◆ Try it
Your copy should hold every record exactly and no images.

[Dataset content Boundary: Start]

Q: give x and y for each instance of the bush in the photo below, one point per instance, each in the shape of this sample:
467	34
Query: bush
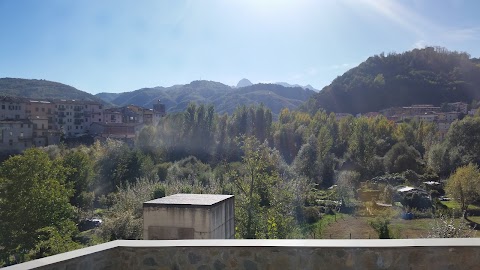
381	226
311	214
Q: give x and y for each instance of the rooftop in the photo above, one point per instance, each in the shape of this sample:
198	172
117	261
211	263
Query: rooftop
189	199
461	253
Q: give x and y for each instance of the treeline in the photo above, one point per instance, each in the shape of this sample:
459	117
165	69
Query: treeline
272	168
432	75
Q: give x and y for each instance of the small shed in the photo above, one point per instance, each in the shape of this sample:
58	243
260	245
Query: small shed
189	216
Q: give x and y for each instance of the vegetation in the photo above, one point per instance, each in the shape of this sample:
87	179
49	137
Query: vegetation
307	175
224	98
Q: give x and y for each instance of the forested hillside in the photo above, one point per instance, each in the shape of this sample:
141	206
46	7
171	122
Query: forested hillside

[Dataset content Boundary: End]

◆ Exercise output
Q: give x and y for each instance of the bush in the photo below, one point per instance, each in the shape of this sample:
467	34
Query: bush
381	226
311	214
Q: give x and y for each instance of the rooftop in the photo above, one point per instance, each in the shape of this sample:
198	172
117	261
211	263
Query: rooftop
189	199
461	253
Q: give x and y for each instance of the treeline in the photo above, one point per instance, each in the shape of this sample:
459	117
165	69
Query: treeline
272	168
432	75
Q: give x and y for each instance of the small shed in the photo above, one point per instance, each in the shape of this sample:
58	243
260	245
Query: small shed
189	216
Q: give x and y for each instance of the vegetation in the photo above, one point per instance, each in the shape of this sample:
87	179
49	137
Query: vegetation
307	175
224	98
Q: give x and y for each instance of the forested hillside in the photo above, one point per instance, each in the shape of this sample:
141	206
46	7
171	122
Query: forested hillside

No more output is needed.